§ **SELECTED PASSAGE**
# # # # # # #

On May 4, 2010, Juarez Chilel was taken into the custody of the Immigration and Customs Enforcement agency after being arrested and charged with providing false information and having forged identification. He appeared before the IJ on November 8, 2010, where he conceded he was subject to removal. He thereafter filed an application for asylum, withholding of removal, and protection under the CAT. After he submitted a written application for relief, a second hearing was held before the IJ on July 19, 2012.

# # # # # # #

§ **DATA LISTING**
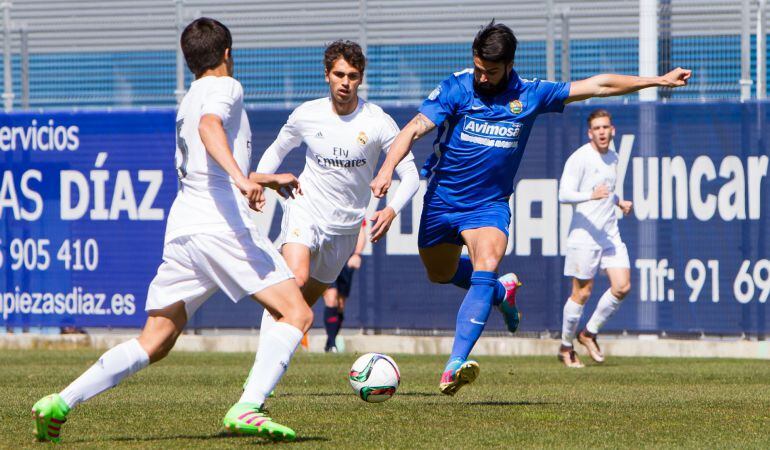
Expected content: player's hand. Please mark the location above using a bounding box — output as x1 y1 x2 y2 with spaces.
369 170 393 198
249 173 302 198
591 183 610 200
618 200 634 216
660 67 692 87
235 177 265 211
369 206 396 242
348 253 361 270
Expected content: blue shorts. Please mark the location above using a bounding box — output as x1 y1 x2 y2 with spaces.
417 193 511 248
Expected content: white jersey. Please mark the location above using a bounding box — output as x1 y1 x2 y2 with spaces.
559 142 622 249
165 76 255 246
257 97 414 234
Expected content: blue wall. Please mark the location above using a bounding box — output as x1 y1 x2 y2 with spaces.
0 102 770 333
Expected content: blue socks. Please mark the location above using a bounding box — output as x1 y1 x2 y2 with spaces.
450 255 505 306
449 270 496 362
324 306 342 350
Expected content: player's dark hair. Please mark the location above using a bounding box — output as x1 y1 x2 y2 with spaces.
324 39 366 73
588 108 612 128
473 19 518 64
180 17 233 77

# # # # # # #

§ **TASK LIST**
1. List every date that appears in the removal-proceedings passage.
2. Copy the removal-proceedings passage verbatim, starting at "On May 4, 2010, Juarez" up to and including "July 19, 2012.".

§ **RESULTS BY TASK**
1.
May 4, 2010
November 8, 2010
July 19, 2012

2.
On May 4, 2010, Juarez Chilel was taken into the custody of the Immigration and Customs Enforcement agency after being arrested and charged with providing false information and having forged identification. He appeared before the IJ on November 8, 2010, where he conceded he was subject to removal. He thereafter filed an application for asylum, withholding of removal, and protection under the CAT. After he submitted a written application for relief, a second hearing was held before the IJ on July 19, 2012.